Gestellte Aufgabe A
Auf welchen Stichtag bezieht sich laut Dokumentauszug die streitige Einheitsbewertung des Betriebsvermögens?
Gestellte Aufgabe B
Führe den Dokumentauszug zur Einheitsbewertung des Betriebsvermögens im Anschluss an seinen letzten Satz fort.

Dokumentauszug
**********

Entscheidungsstichwort (Thema)
Bewertung, Vermögen-, Erbschaft-, Schenkungsteuer
Leitsatz (amtlich)
Die auf Grund von Anzahlungen durch Kunden entrichtete und als Forderung an die kommende Geschäftszeit (aktiver Rechnungsabgrenzungsposten) in die Ertragsteuerbilanz eingestellte Umsatzsteuer ist bei der Ermittlung des Einheitswerts des gewerblichen Betriebs nicht anzusetzen.
Normenkette
BewG §§ 54, 95, 56, 97
Tatbestand
Streitig ist, ob die in der Erfolgsbilanz der Bgin. zum 31. Dezember 1956 als aktiver Rechnungsabgrenzungsposten angesetzte Umsatzsteuer für Anzahlungen von Kunden bei der Einheitsbewertung des Betriebsvermögens auf den 1. Januar 1957 zu erfassen ist.

**********

Auszug der Daten

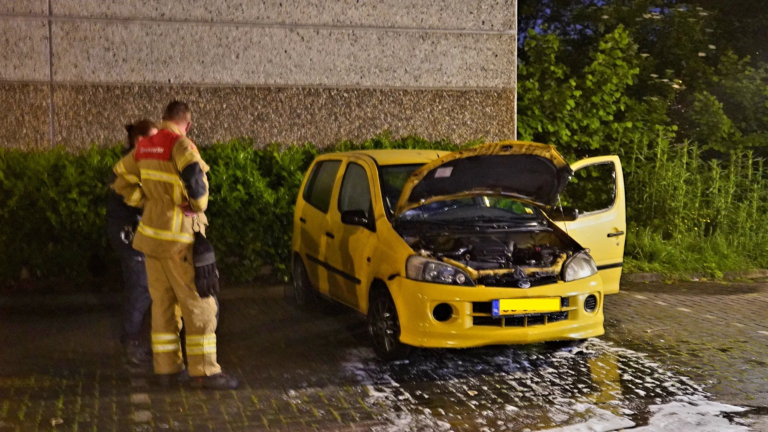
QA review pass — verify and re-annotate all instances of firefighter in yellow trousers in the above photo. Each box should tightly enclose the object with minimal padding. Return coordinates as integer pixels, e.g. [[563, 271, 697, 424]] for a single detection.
[[112, 101, 238, 389]]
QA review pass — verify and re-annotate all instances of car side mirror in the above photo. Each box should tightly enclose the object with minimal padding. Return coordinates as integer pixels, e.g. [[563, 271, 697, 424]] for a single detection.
[[549, 206, 579, 222], [341, 210, 370, 228]]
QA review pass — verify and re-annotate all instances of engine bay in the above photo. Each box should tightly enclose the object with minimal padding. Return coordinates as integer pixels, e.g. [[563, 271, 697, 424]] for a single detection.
[[403, 228, 580, 288]]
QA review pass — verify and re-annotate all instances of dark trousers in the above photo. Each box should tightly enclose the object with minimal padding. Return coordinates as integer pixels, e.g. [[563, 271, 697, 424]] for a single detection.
[[107, 219, 152, 341]]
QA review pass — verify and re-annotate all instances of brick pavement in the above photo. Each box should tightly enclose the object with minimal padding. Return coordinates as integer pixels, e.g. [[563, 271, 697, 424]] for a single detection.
[[0, 284, 768, 432], [606, 282, 768, 407]]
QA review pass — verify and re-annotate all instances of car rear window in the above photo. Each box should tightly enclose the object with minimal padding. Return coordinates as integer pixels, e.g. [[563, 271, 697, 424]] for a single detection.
[[304, 160, 341, 213]]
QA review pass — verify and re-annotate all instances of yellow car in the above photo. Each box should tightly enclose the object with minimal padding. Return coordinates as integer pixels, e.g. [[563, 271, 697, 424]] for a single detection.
[[292, 141, 626, 360]]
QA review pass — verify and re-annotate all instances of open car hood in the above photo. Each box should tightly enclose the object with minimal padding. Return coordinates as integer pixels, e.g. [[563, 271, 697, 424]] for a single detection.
[[395, 141, 573, 216]]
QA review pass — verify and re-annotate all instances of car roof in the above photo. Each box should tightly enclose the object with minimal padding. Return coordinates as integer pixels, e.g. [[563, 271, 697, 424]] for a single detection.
[[323, 149, 450, 165]]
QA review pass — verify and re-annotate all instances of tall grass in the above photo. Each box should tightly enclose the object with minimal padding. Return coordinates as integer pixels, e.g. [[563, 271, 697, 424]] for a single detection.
[[622, 136, 768, 276]]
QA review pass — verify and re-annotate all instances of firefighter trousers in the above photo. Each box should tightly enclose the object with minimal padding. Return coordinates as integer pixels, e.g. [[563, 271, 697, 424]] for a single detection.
[[146, 245, 221, 376]]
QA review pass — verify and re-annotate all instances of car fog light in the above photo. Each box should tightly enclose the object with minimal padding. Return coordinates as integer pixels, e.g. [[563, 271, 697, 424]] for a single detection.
[[432, 303, 453, 322], [584, 294, 597, 312]]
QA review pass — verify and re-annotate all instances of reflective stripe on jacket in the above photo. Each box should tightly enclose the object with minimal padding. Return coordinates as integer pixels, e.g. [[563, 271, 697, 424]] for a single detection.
[[112, 122, 209, 258]]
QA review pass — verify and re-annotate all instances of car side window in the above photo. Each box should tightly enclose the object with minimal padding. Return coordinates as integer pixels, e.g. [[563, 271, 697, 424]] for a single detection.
[[303, 160, 341, 213], [560, 162, 616, 214], [339, 163, 372, 218]]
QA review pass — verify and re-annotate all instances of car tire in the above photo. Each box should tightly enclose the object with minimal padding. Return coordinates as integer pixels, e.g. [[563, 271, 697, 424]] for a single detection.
[[368, 292, 414, 361], [293, 259, 317, 308]]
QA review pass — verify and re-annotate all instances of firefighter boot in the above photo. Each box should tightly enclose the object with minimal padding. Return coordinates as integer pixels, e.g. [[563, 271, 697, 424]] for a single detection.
[[189, 372, 240, 390]]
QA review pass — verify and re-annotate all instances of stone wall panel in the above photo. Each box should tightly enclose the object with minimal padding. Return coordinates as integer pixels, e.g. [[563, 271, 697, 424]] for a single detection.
[[53, 21, 516, 88], [54, 85, 514, 149], [0, 19, 50, 81], [51, 0, 515, 31], [0, 83, 50, 150]]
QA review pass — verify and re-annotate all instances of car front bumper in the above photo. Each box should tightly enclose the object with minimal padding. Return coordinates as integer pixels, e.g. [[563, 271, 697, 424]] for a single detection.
[[388, 275, 605, 348]]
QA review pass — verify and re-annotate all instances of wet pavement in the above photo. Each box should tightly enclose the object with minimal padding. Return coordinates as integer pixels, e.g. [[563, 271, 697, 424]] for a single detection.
[[0, 282, 768, 432]]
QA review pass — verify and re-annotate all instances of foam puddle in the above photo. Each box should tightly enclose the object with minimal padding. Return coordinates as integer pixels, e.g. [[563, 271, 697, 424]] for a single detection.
[[343, 340, 749, 432]]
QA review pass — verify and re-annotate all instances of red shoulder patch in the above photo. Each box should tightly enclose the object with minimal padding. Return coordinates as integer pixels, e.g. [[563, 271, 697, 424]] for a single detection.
[[134, 129, 179, 162]]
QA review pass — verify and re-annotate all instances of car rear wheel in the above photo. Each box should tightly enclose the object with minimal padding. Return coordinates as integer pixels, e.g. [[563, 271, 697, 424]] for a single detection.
[[293, 259, 317, 307], [368, 292, 413, 361]]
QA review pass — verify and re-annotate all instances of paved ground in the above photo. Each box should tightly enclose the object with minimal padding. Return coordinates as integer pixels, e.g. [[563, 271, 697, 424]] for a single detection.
[[0, 283, 768, 432]]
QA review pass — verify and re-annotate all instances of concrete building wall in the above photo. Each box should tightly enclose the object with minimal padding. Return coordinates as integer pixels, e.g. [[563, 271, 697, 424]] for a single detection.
[[0, 0, 517, 149]]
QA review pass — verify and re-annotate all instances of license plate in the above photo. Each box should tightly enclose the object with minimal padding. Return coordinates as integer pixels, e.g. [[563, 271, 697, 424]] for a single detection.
[[493, 297, 560, 317]]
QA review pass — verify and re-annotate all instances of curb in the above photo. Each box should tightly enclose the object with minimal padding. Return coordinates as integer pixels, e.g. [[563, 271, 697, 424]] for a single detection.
[[621, 270, 768, 282], [0, 285, 285, 309]]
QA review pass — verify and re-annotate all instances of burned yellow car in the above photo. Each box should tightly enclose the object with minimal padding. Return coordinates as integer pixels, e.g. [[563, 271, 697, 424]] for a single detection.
[[292, 141, 626, 360]]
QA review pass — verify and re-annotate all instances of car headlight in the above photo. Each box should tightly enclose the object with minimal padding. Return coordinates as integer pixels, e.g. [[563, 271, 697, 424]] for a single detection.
[[405, 255, 475, 286], [562, 251, 597, 282]]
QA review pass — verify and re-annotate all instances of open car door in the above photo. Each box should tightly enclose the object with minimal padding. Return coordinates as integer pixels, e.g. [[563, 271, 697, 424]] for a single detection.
[[552, 156, 627, 294]]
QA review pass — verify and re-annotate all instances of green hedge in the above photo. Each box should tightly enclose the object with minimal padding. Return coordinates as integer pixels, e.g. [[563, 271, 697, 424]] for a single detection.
[[0, 134, 464, 284]]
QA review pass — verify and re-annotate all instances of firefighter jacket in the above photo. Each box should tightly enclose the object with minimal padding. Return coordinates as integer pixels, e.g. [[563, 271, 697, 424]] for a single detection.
[[112, 122, 209, 258]]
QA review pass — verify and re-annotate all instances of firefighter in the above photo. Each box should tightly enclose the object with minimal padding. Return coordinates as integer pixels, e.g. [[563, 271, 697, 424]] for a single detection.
[[107, 120, 157, 365], [113, 101, 238, 389]]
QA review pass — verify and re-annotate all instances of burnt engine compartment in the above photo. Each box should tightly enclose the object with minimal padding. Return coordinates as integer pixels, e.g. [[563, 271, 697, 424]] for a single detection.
[[404, 230, 575, 288]]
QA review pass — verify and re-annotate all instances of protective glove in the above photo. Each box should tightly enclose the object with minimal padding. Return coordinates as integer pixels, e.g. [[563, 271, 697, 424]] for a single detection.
[[192, 232, 219, 298]]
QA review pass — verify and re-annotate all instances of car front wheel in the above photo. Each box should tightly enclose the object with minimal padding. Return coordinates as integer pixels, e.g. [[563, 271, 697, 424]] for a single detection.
[[368, 293, 413, 361]]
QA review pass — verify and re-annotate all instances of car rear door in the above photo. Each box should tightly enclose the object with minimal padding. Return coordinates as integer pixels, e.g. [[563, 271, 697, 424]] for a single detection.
[[294, 158, 344, 294], [553, 156, 627, 294], [325, 157, 376, 310]]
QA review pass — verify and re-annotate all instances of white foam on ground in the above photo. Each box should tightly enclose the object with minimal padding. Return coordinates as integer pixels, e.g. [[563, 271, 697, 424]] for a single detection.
[[342, 339, 749, 432], [547, 404, 635, 432], [633, 398, 749, 432], [546, 397, 750, 432]]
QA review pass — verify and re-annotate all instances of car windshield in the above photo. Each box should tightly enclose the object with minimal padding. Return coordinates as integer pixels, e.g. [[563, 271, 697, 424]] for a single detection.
[[379, 164, 542, 226], [399, 196, 542, 227]]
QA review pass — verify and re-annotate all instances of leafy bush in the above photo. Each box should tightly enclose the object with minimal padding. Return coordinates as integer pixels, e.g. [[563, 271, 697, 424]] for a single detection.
[[0, 134, 473, 283]]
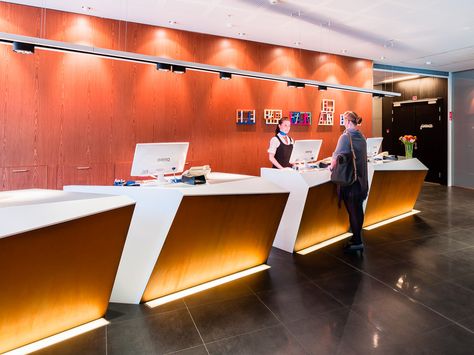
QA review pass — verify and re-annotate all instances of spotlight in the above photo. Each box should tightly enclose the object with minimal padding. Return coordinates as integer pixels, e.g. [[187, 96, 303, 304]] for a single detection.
[[171, 65, 186, 74], [13, 42, 35, 54], [219, 72, 232, 80], [156, 63, 171, 71]]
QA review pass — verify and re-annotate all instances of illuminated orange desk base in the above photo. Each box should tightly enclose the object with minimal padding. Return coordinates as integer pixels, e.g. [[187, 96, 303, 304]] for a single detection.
[[0, 193, 133, 353], [364, 170, 427, 227], [141, 193, 288, 302]]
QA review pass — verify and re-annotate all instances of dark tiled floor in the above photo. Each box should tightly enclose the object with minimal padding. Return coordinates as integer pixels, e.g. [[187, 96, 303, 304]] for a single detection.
[[35, 184, 474, 355]]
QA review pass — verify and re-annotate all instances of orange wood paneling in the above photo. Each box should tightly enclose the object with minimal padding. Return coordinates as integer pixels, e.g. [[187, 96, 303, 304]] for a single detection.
[[0, 206, 133, 353], [0, 3, 372, 187], [3, 165, 48, 190]]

**********

Schriftliche Antwort A
Auf den 1. Januar 1957.

Schriftliche Antwort B
Die Bgin. hat diese Umsatzsteuer für die Anzahlungen der Kunden in ihre Vermögensaufstellung für die Feststellung des Einheitswerts des gewerblichen Betriebs nicht übernommen. Das Finanzamt setzte jedoch diesen Betrag als Aktivvermögen an. Mit dem Einspruch führte die Steuerpflichtige aus, der Rechnungsabgrenzungsposten scheide für die Bewertung aus, weil er kein bewertbares Wirtschaftsgut im Sinne des Bewertungsrechts darstelle. Der Einspruch wurde als unbegründet zurückgewiesen. Die Berufung hatte jedoch Erfolg. Nach Auffassung der Vorinstanz sind aktive Rechnungsabgrenzungsposten nur insoweit bewertungsfähig, als sie einen über den Bewertungszeitraum hinauswirkenden Vorteil darstellen, der sich aus einer Verausgabung vor diesem Zeitpunkt ergibt. Die auf Kundenanzahlungen geleistete Umsatzsteuer stelle keinen Vorteil dar, sie sei vielmehr eine ausschließlich vermögensmindernde Ausgabe. Die in der Erfolgsbilanz aktivierte Umsatzsteuer stelle keinen Korrektivposten zu den Kundenanzahlungen dar, sondern diene ausschließlich der periodengerechten Aufwandsverteilung. Bei der dynamischen Erfolgsbilanz werde durch den aktiven Rechnungsabgrenzungsposten eine Ausgabe in den späteren Zeitraum verlagert, in dem sie Aufwand werde. Demgegenüber seien bei der Einheitsbewertung des Betriebsvermögens Vermögensminderungen und Vermögenserhöhungen in dem Umfange zu berücksichtigen, wie sie sich tatsächlich ausgewirkt hätten. Die sogenannten "Ansprüche an die kommende Geschäftszeit" seien insoweit zu berücksichtigen, als ihnen ein am Bewertungsstichtag noch vorhandener Zuwachs an Rechten oder anderen Wirtschaftsgütern gegenüberstehe.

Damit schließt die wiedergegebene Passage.